Boualem Sansal, libre et sans concession
26 octobre 2015« C’est l’état de guerre qui m’a poussé à écrire ce roman » nous expliquait doucement Boualem Sansal, auteur de 2084, la fin du monde, lors de cette 30e Fête du Livre, où il a reçu le grand prix de la Ville de Saint-Étienne, récompensant une œuvre douée de créativité et d’originalité.
L’écrivain algérien a été aussi sollicité qu’une rock star pendant ces deux journées, entre les tables rondes, interviews et les innombrables dédicaces sur son stand (et dans les allées) auxquelles il s’est prêté avec une disponibilité sans faille, toujours souriant .Paru il y a deux mois, ce conte noir, roman d’anticipation et formidable fresque humaniste domine la rentrée littéraire. « 2084 » est le versant religieux de l’œuvre Georges Orwell : un cri d’alarme sur une idéologie liberticide, un brûlot puissant, foisonnant, visionnaire, écrit dans une langue incandescente.
Pour sa septième œuvre romanesque, Boualem Sansal s’affirme plus que jamais comme un kamikaze de la plume, défenseur des libertés et de la laïcité, fidèle à ses convictions depuis « Le Serment des Barbares ».

INFORMATIONS ENREGISTRÉES
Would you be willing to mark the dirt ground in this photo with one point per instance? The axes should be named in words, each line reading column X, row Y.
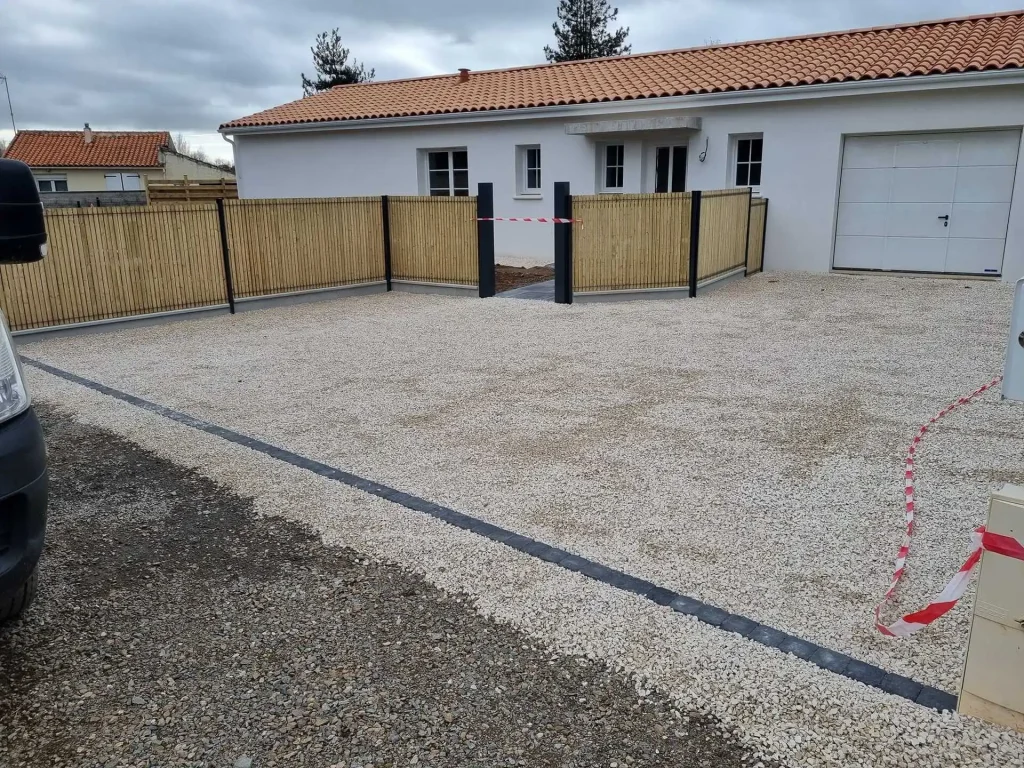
column 173, row 627
column 508, row 278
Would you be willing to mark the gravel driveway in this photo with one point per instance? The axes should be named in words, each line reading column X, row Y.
column 175, row 628
column 744, row 449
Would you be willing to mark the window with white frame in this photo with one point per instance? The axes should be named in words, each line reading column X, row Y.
column 528, row 170
column 448, row 173
column 613, row 168
column 749, row 151
column 123, row 181
column 52, row 182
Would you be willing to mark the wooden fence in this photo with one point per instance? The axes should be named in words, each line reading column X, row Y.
column 112, row 262
column 722, row 249
column 190, row 190
column 756, row 240
column 105, row 263
column 283, row 246
column 643, row 242
column 631, row 242
column 433, row 240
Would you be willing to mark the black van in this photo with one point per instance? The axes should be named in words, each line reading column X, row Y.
column 23, row 453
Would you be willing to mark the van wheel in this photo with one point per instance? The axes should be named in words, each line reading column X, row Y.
column 14, row 602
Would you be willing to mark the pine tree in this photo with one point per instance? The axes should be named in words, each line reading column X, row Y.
column 582, row 32
column 331, row 62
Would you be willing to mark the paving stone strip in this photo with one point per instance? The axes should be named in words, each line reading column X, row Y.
column 176, row 627
column 835, row 662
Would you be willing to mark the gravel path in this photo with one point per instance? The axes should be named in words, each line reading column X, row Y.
column 175, row 628
column 621, row 431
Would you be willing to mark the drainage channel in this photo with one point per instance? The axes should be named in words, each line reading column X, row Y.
column 834, row 662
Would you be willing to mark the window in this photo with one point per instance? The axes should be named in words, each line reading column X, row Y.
column 52, row 183
column 528, row 171
column 749, row 161
column 614, row 167
column 670, row 169
column 122, row 181
column 448, row 173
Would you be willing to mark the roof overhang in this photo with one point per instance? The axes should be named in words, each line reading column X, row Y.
column 724, row 98
column 633, row 126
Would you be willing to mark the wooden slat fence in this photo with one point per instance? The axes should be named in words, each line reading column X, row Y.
column 190, row 190
column 283, row 246
column 629, row 242
column 724, row 216
column 756, row 247
column 112, row 262
column 433, row 240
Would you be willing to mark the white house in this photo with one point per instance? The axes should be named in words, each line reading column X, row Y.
column 888, row 148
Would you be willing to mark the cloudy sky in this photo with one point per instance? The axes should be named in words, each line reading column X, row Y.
column 189, row 65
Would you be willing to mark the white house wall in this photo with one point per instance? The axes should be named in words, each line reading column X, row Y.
column 803, row 144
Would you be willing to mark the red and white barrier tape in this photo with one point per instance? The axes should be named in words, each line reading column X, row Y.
column 981, row 539
column 538, row 220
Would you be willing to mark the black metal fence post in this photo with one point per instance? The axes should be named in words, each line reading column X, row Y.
column 228, row 284
column 764, row 237
column 386, row 217
column 485, row 238
column 694, row 241
column 563, row 245
column 747, row 245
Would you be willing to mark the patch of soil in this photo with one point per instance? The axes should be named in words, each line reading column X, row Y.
column 174, row 628
column 508, row 278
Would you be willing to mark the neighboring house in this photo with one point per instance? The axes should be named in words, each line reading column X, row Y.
column 90, row 161
column 889, row 148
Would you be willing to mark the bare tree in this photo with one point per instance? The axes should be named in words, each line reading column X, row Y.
column 183, row 146
column 332, row 66
column 582, row 32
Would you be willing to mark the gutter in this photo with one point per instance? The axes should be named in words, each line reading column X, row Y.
column 659, row 103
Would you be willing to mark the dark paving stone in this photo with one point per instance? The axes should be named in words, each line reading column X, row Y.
column 867, row 674
column 829, row 659
column 934, row 698
column 798, row 647
column 901, row 686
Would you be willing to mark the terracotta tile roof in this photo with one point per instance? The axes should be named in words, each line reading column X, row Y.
column 968, row 44
column 68, row 148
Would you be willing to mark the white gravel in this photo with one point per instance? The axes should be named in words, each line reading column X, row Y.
column 744, row 449
column 777, row 704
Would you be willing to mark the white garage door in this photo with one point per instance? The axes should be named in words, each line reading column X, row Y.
column 936, row 203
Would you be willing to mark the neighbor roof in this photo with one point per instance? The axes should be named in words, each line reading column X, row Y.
column 108, row 150
column 968, row 44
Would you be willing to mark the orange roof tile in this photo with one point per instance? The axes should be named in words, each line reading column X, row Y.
column 68, row 148
column 969, row 44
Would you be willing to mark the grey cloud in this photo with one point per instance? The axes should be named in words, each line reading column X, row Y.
column 189, row 65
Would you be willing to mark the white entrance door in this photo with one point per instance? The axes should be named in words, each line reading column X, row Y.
column 937, row 203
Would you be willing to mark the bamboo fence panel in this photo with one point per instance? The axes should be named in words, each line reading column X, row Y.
column 283, row 246
column 724, row 217
column 756, row 242
column 433, row 240
column 628, row 242
column 115, row 262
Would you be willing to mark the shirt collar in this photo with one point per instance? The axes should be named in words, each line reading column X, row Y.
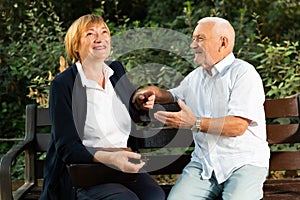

CONSIGNE
Veuillez reprendre le passage de l'article sur l'écrivain algérien, en commençant à « Boualem Sansal, libre » et en terminant à « créativité et d’originalité. », et renommez « Boualem Sansal » en « B. Sansal ».

TÂCHE RÉALISÉE
B. Sansal, libre et sans concession
26 octobre 2015« C’est l’état de guerre qui m’a poussé à écrire ce roman » nous expliquait doucement B. Sansal, auteur de 2084, la fin du monde, lors de cette 30e Fête du Livre, où il a reçu le grand prix de la Ville de Saint-Étienne, récompensant une œuvre douée de créativité et d’originalité.